- [Given passage]:
[Begin]

Needy Media: How Tech Gets Personal by Stephen Monteiro
How smart devices play on the senses to tap into our emotions.
Needy Media: How Tech Gets Personal by Stephen Monteiro takes the reader on a journey through our history with personal computers, cell phones, and other electronic devices, while also examining how our interactions with these devices leave us open to manipulation by companies eager to leverage our use of them for profit.
The book’s opening chapter discusses the origin of the home computer, examining the popularity of the build-it-yourself home computer kits like the Altair 8800 microcomputer of the mid 1970s. Monteiro discusses the popularity of these units, which appealed to tech-minded hobbyists, while also exploring the ways in which this hobby was male-dominated and not receptive to women. The inclusion, here and elsewhere, of photos of specific equipment and advertising materials as well as quotations from articles written at the time supports the author’s arguments and enhances reader understanding.
“Monteiro also points out the subtle and not-so-subtle ways they [devices] are used to collect information about us—not just factual information, but how we are thinking or feeling at the time, or how long we pay attention to certain images.”

[End]

- [Data records]:

[Begin]

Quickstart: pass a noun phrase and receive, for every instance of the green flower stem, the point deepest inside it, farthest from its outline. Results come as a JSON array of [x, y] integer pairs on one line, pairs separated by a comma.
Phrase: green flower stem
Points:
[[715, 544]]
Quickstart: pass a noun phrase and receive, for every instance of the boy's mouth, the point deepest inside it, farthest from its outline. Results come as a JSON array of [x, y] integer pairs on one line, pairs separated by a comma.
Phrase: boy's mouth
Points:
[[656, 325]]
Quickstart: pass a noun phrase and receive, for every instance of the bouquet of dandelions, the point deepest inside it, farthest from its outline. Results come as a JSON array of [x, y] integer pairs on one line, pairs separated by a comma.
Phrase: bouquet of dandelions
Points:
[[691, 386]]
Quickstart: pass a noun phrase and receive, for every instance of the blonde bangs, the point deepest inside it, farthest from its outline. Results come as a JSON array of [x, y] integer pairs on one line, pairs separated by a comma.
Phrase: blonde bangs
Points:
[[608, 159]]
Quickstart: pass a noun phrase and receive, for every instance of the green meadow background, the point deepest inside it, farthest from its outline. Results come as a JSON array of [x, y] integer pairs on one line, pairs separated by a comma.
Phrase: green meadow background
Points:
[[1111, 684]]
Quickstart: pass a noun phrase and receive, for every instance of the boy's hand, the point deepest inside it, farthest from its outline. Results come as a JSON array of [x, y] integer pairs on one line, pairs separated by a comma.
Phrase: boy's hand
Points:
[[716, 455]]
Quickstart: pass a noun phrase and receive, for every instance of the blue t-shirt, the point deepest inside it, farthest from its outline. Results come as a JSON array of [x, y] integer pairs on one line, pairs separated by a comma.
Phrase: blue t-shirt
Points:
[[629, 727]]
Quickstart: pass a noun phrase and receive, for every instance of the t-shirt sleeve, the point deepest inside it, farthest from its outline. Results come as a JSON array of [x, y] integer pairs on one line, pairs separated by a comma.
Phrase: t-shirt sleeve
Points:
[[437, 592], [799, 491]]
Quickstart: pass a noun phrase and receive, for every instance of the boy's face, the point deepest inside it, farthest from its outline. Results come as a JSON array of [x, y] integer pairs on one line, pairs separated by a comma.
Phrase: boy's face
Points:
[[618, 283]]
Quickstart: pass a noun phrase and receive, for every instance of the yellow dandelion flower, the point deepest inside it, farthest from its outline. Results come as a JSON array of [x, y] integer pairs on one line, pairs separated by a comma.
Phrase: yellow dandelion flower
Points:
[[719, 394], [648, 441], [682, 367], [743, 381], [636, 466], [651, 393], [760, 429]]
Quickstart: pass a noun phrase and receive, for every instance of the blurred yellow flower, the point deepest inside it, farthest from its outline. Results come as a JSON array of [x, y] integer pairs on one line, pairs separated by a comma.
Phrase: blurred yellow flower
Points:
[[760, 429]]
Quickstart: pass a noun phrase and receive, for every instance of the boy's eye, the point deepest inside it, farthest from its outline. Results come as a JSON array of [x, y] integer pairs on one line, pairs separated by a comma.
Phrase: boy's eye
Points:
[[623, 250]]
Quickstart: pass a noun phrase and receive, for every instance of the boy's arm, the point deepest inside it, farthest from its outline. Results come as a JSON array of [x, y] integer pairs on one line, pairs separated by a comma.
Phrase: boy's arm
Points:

[End]

- [Brief 1]: Name every kind of material that the review of Needy Media says the book includes to support the author's arguments.
- [Brief 2]: According to the review of Needy Media, why do companies manipulate people through their personal devices?
- [Brief 3]: Carry on the review of Needy Media from the point at which it stops.

- [Final result 1]: Photos of specific equipment, advertising materials, and quotations from articles written at the time.

- [Final result 2]: Companies are eager to leverage people's use of their devices for profit. Because our interactions with these devices leave us open to manipulation, those companies can exploit them to that end.

- [Final result 3]:
As the book continues, Monteiro explores the development of the computer mouse, and the importance of “pointing” as a concept. He also reviews the various approaches to touch-based interactions between users and their devices. Monteiro discusses our growing connection to our electronic devices, and how we might feel anxious when we momentarily misplace them.
Early surveillance tech, facial recognition software, phone alerts, and even devices like the Tamagotchi and other digital pets are examined. Monteiro also discusses selfies and wearable fitness and activity trackers.
Along the way, Monteiro points out ways in which habitual actions related to our devices may be making us vulnerable to the corporations who would like to harness our data and our attention to their own ends. He discusses how “playing games based on the device’s recognition of the face starts in electronics for young children,” citing the example of a children’s electronic diary equipped with a facial recognition lock. In a chilling way, devices like this aimed at children start to shape behaviours at an early age.
Throughout the book, Monteiro draws on concepts, methods, and research from a number of fields of study, including, but not limited to, anthropology, linguistics, sociology, psychology, and cultural studies as he examines the ways we interact with our devices.
Much as we might want to consider ourselves the “users” of the devices, and therefore in charge of them, Monteiro also points out the subtle and not-so-subtle ways they are used to collect information about us—not just factual information, but how we are thinking or feeling at the time, or how long we pay attention to certain images.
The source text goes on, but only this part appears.